↓↓↓
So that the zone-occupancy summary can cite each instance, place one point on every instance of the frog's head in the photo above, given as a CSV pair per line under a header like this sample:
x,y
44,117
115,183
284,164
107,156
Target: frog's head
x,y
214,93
↑↑↑
What to produce: Your response must consist of every line above, reproduced exactly.

Result of the exercise:
So that the zone-occupancy summary can cite each instance, place one point on every instance of the frog's head in the photo above, given as a CSV pair per line under a header like this sample:
x,y
44,117
115,183
284,164
107,156
Target: frog's head
x,y
214,93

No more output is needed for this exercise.